*WHAT YOU SHOULD DO*:
Please print every line from the one containing "the tree in" through the last line of the records below, exactly as written and nothing more.
★ ★ ★ ★ ★ ★ ★
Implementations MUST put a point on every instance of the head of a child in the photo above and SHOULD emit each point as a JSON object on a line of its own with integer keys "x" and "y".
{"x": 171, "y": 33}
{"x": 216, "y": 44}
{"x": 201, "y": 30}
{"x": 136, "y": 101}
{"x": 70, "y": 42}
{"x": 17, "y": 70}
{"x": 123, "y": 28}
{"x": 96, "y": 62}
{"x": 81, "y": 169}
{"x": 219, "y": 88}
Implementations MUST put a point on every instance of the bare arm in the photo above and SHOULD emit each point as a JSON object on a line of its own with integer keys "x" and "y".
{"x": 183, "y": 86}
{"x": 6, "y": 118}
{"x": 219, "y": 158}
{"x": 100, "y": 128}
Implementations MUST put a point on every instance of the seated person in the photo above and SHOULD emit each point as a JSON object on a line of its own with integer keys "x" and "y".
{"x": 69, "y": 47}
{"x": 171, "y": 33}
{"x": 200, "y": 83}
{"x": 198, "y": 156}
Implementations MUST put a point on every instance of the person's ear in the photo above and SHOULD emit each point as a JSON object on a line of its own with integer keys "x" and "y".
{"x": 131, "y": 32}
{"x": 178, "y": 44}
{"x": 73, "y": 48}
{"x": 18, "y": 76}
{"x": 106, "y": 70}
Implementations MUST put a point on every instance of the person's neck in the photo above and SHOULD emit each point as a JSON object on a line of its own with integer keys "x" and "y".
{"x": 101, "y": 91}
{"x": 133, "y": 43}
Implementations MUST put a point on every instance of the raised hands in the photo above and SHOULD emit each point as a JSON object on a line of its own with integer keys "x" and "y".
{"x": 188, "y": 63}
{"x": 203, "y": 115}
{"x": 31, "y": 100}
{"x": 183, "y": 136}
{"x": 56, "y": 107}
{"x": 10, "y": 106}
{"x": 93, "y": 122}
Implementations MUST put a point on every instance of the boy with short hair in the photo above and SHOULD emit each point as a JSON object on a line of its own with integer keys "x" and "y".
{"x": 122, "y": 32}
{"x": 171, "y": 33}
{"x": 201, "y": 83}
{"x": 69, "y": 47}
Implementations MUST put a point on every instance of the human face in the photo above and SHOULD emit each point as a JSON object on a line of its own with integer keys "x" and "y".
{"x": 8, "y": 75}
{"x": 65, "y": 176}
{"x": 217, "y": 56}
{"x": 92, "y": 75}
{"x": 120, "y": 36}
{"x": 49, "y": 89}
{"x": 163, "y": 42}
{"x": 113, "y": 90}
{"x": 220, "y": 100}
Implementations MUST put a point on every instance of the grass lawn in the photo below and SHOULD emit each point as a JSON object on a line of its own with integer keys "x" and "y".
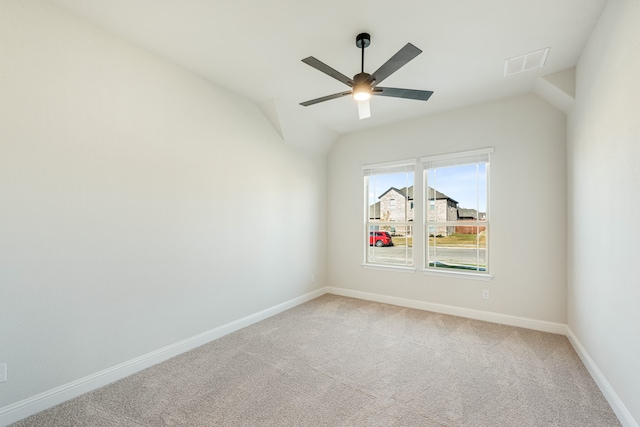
{"x": 452, "y": 240}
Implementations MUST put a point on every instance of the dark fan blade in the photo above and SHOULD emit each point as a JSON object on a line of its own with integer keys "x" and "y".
{"x": 420, "y": 95}
{"x": 321, "y": 66}
{"x": 397, "y": 61}
{"x": 325, "y": 98}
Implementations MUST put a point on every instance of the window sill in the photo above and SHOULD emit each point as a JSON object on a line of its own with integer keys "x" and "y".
{"x": 457, "y": 274}
{"x": 398, "y": 268}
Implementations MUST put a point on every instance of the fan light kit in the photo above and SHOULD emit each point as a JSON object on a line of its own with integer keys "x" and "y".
{"x": 363, "y": 85}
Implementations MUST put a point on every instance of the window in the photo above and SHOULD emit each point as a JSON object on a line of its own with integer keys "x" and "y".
{"x": 389, "y": 214}
{"x": 456, "y": 188}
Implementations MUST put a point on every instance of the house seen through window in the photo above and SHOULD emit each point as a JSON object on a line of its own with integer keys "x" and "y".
{"x": 390, "y": 214}
{"x": 454, "y": 225}
{"x": 457, "y": 220}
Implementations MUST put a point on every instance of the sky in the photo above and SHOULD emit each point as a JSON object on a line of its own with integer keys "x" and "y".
{"x": 461, "y": 183}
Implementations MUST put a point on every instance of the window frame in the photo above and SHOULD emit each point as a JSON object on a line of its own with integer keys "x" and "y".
{"x": 407, "y": 165}
{"x": 446, "y": 160}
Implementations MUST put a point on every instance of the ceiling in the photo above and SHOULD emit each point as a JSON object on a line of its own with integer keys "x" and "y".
{"x": 254, "y": 48}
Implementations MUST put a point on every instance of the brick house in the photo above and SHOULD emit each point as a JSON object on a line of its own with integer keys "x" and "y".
{"x": 396, "y": 205}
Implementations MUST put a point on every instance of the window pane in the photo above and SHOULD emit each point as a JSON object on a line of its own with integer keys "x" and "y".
{"x": 456, "y": 216}
{"x": 390, "y": 245}
{"x": 390, "y": 213}
{"x": 390, "y": 197}
{"x": 465, "y": 249}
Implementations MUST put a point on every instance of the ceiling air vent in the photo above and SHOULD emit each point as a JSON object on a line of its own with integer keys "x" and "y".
{"x": 526, "y": 62}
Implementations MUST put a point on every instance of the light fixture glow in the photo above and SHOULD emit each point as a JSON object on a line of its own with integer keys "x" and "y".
{"x": 361, "y": 92}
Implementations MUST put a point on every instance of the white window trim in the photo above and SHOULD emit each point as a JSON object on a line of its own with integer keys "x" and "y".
{"x": 367, "y": 169}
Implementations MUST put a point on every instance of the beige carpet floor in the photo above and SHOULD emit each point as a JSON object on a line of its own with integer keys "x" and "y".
{"x": 338, "y": 361}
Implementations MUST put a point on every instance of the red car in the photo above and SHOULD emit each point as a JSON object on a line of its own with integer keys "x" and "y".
{"x": 380, "y": 238}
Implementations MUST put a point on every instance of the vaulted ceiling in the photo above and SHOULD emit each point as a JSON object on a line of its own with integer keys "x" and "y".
{"x": 254, "y": 48}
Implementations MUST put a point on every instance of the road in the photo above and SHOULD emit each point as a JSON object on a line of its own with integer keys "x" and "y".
{"x": 398, "y": 255}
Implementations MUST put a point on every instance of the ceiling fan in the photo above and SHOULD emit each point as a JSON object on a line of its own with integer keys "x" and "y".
{"x": 363, "y": 85}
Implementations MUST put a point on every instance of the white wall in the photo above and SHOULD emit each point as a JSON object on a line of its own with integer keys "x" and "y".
{"x": 603, "y": 177}
{"x": 139, "y": 204}
{"x": 528, "y": 207}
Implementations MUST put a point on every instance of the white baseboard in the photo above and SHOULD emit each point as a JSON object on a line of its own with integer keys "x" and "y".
{"x": 24, "y": 408}
{"x": 42, "y": 401}
{"x": 504, "y": 319}
{"x": 623, "y": 414}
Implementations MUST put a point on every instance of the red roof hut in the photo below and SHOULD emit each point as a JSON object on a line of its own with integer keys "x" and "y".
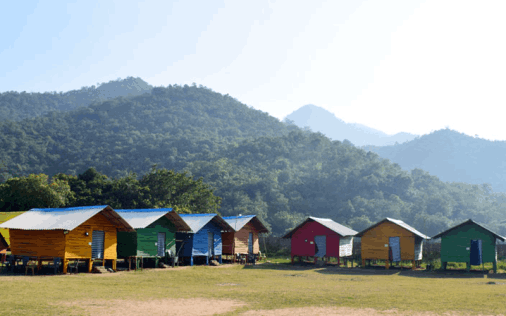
{"x": 321, "y": 238}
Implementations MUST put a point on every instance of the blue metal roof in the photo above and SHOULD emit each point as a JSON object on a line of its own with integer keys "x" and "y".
{"x": 197, "y": 221}
{"x": 146, "y": 210}
{"x": 63, "y": 218}
{"x": 69, "y": 209}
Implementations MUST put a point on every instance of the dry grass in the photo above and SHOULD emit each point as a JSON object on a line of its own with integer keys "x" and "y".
{"x": 263, "y": 287}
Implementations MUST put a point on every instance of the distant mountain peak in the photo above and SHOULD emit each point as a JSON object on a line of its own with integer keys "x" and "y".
{"x": 326, "y": 122}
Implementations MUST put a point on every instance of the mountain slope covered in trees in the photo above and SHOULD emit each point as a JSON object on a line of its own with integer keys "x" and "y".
{"x": 452, "y": 156}
{"x": 17, "y": 106}
{"x": 255, "y": 163}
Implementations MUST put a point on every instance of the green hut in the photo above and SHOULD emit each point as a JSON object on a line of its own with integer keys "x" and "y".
{"x": 155, "y": 234}
{"x": 469, "y": 242}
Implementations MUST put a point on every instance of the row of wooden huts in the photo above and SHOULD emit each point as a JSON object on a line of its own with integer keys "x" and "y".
{"x": 101, "y": 233}
{"x": 392, "y": 240}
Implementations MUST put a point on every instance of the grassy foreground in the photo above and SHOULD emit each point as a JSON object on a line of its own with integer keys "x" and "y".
{"x": 266, "y": 286}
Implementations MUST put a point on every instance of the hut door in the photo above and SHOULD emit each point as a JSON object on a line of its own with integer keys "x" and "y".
{"x": 476, "y": 253}
{"x": 97, "y": 244}
{"x": 320, "y": 246}
{"x": 161, "y": 244}
{"x": 210, "y": 243}
{"x": 250, "y": 243}
{"x": 395, "y": 245}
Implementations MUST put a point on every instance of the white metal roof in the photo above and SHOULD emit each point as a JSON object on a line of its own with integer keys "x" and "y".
{"x": 397, "y": 222}
{"x": 197, "y": 221}
{"x": 327, "y": 222}
{"x": 238, "y": 222}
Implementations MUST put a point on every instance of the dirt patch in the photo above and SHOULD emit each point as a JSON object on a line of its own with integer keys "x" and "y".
{"x": 197, "y": 306}
{"x": 337, "y": 311}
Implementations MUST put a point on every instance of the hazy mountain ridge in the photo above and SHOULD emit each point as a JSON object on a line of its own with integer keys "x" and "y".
{"x": 325, "y": 122}
{"x": 17, "y": 106}
{"x": 452, "y": 156}
{"x": 257, "y": 164}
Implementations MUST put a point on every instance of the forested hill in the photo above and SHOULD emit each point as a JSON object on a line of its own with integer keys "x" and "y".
{"x": 452, "y": 156}
{"x": 168, "y": 127}
{"x": 17, "y": 106}
{"x": 257, "y": 164}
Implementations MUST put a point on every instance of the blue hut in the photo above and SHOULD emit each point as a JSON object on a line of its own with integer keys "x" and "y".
{"x": 205, "y": 238}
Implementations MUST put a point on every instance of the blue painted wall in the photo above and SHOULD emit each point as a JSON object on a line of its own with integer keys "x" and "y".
{"x": 196, "y": 244}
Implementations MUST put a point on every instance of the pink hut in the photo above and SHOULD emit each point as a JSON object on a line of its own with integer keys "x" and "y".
{"x": 321, "y": 238}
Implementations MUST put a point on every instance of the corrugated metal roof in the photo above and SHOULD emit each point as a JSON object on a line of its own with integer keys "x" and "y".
{"x": 338, "y": 228}
{"x": 470, "y": 221}
{"x": 197, "y": 221}
{"x": 238, "y": 222}
{"x": 5, "y": 216}
{"x": 142, "y": 218}
{"x": 397, "y": 222}
{"x": 327, "y": 222}
{"x": 63, "y": 218}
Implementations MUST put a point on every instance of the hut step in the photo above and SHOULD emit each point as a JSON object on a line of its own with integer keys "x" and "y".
{"x": 100, "y": 269}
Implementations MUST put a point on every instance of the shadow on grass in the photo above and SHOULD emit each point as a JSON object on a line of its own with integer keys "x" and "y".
{"x": 378, "y": 270}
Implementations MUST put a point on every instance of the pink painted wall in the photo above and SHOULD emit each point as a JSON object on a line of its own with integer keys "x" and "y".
{"x": 302, "y": 238}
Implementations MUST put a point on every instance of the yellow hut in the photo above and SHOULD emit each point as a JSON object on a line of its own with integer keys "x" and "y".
{"x": 244, "y": 240}
{"x": 391, "y": 240}
{"x": 78, "y": 233}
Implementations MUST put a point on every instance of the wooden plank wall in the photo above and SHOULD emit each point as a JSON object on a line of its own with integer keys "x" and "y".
{"x": 375, "y": 239}
{"x": 50, "y": 243}
{"x": 78, "y": 243}
{"x": 200, "y": 246}
{"x": 5, "y": 216}
{"x": 185, "y": 244}
{"x": 228, "y": 243}
{"x": 302, "y": 243}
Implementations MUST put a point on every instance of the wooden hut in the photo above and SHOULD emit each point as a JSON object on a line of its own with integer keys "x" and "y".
{"x": 5, "y": 216}
{"x": 244, "y": 239}
{"x": 321, "y": 238}
{"x": 391, "y": 240}
{"x": 76, "y": 233}
{"x": 205, "y": 238}
{"x": 154, "y": 236}
{"x": 469, "y": 242}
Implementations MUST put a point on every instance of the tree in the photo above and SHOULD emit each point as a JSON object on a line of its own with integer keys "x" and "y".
{"x": 33, "y": 191}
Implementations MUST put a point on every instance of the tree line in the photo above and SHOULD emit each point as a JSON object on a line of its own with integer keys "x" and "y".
{"x": 252, "y": 161}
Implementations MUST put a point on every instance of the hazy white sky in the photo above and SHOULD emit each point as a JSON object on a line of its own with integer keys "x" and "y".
{"x": 412, "y": 66}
★ ★ ★ ★ ★ ★ ★
*THE RESULT*:
Implementations MUST put a point on every instance of the tree in the photo above and SHOULD emit each point as a JSON object on a line of its own with integer keys "x" and "y".
{"x": 33, "y": 191}
Implementations MUST put a point on every instance of the tree line in the photo above and SHOULD emit each point as a JSON object on a line of its own with integer keys "x" and "y".
{"x": 252, "y": 161}
Implementations MUST put a point on every instance of the hazy white sky in the photo above and SHOULD emit each point as a JSON object on a line of its own with integer keys "x" and "y".
{"x": 412, "y": 66}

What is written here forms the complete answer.